Copy out every one of the items below, word for word and unchanged.
════════
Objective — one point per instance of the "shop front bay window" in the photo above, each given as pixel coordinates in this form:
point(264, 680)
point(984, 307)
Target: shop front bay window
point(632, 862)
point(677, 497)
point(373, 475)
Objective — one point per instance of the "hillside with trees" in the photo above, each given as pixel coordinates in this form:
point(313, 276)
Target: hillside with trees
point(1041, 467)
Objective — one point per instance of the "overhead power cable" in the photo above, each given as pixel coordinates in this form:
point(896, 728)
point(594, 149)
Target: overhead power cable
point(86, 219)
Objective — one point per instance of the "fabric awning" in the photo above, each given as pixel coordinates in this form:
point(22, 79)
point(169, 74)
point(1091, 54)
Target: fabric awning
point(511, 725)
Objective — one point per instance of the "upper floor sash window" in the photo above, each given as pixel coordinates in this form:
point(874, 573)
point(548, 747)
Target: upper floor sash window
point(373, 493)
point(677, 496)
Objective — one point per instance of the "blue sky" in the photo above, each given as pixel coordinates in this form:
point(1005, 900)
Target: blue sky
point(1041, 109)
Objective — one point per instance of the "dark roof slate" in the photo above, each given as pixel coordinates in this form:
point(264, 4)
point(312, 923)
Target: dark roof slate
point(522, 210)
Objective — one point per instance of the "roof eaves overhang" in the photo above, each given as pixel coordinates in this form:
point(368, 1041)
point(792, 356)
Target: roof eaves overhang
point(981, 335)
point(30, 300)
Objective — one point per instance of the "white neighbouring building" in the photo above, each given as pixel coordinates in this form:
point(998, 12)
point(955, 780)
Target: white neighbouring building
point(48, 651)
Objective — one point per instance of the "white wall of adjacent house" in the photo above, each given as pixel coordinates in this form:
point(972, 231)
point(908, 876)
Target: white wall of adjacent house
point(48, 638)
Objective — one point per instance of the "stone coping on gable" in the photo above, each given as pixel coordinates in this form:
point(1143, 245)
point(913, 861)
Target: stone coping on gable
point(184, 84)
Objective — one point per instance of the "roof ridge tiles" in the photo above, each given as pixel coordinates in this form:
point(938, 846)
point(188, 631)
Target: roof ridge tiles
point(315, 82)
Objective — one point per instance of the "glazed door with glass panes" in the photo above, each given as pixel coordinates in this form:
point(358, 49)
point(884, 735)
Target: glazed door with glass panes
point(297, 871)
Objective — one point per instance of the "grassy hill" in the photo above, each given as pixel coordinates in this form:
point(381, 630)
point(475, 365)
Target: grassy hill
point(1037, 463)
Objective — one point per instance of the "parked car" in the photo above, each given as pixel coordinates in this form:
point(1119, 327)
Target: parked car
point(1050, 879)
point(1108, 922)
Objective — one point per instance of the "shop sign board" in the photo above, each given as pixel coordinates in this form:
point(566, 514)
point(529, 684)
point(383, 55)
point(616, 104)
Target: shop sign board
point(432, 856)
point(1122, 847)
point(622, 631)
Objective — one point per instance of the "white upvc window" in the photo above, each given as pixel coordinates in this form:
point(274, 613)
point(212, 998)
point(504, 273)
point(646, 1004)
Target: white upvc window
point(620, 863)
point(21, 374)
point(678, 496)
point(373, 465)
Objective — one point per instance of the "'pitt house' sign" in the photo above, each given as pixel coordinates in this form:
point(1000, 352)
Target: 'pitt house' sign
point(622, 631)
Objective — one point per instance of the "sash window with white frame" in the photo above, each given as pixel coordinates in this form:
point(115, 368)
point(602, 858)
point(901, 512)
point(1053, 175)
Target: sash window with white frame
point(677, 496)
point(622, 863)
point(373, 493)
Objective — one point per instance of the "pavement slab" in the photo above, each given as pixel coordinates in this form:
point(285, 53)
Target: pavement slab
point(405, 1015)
════════
- [CORRECT RESULT]
Objective — one point per instance of the "shop front bay window" in the photo above, each given as pixel coordinates in this form:
point(264, 680)
point(984, 307)
Target: shop front bay window
point(632, 862)
point(677, 497)
point(373, 475)
Objective — one point per instance of the "hillside with trees" in the photo above, each given as pixel coordinates in this form:
point(313, 276)
Target: hillside with trees
point(1041, 467)
Objective — one point per instance of the "overhead power cable" in the photo above, each given as pixel coordinates in this form:
point(896, 728)
point(594, 149)
Target: overhead power cable
point(86, 219)
Objective — one point per instance of the "fabric awning" in the photo above, each given as pixel coordinates in this form:
point(22, 79)
point(169, 74)
point(1091, 54)
Target: fabric awning
point(511, 725)
Objective — one point per instance of the "upper floor sash window" in the photo above, each given as pixel coordinates in this form:
point(874, 573)
point(548, 747)
Target: upper floor sash window
point(373, 493)
point(677, 496)
Objective — one point per instance of the "blue sky" in the photo above, each given as pixel coordinates in this form:
point(1005, 900)
Target: blue sky
point(1041, 109)
Objective — one point per instance of the "dark roof slate" in the photo above, each given as pixel coordinates in this form:
point(264, 4)
point(312, 923)
Target: dark roof slate
point(522, 210)
Objective — one point per instance of the "roof eaves overhang" in the photo above, each given as pixel coordinates in this form:
point(368, 1041)
point(792, 356)
Target: roof eaves overhang
point(981, 335)
point(30, 300)
Objective — one point per instance of the "white neighbouring building" in the photo above, each given as pixel coordinates in this form:
point(998, 12)
point(955, 780)
Target: white neighbouring building
point(48, 651)
Objective — one point per instance of the "white wall of adjacent house" in the photo above, each given as pixel coordinates in this form:
point(972, 231)
point(908, 876)
Target: white wall of adjacent house
point(48, 638)
Objective — one point per instance of the "stone coping on gable" in the photo above, each given as pixel coordinates in this form:
point(1143, 245)
point(913, 861)
Target: stone coping on gable
point(184, 84)
Objective — one point per instance of the "roof ridge tiles" in the photo above, each given as pixel coordinates in this form:
point(938, 846)
point(188, 631)
Target: roof ridge tiles
point(315, 82)
Objective — one point per instance of the "glazed door with glass panes" in the photo above, each given as pixel coordinates in this form:
point(358, 49)
point(884, 735)
Target: glazed door with glass panes
point(297, 871)
Objective — one point per instance of the "grassy hill" in the photo above, each given as pixel coordinates in this form:
point(381, 630)
point(475, 365)
Target: grassy hill
point(1037, 463)
Objective — one point per instance of the "parked car" in the photo above, each given as pixel coordinates in this form:
point(1119, 327)
Target: parked car
point(1050, 879)
point(1108, 922)
Objective — one point per instance of the "shop sign board" in the photo above, each given as pixel coordinates in this form:
point(566, 514)
point(529, 684)
point(383, 55)
point(616, 104)
Target: shop sign board
point(432, 856)
point(1122, 847)
point(622, 631)
Objective — one point per instance of the "white upvc window" in the photo above, each given as pixel coordinates in this form:
point(274, 613)
point(212, 998)
point(504, 273)
point(646, 1004)
Target: white upvc window
point(620, 863)
point(21, 374)
point(678, 496)
point(373, 465)
Objective — one point per instance of the "'pitt house' sign" in the photo above, each given as pixel coordinates in this form:
point(1000, 352)
Target: 'pitt house' sign
point(622, 631)
Objective — one point per instance of the "sash window with white frame" in the photo above, each given as pixel coordinates in this form:
point(115, 368)
point(602, 858)
point(901, 512)
point(1053, 175)
Target: sash window with white frame
point(677, 496)
point(622, 863)
point(373, 493)
Objective — one point per instance of the "pavement slab" in the photo above, each given as pixel coordinates in this form:
point(285, 53)
Target: pavement slab
point(405, 1015)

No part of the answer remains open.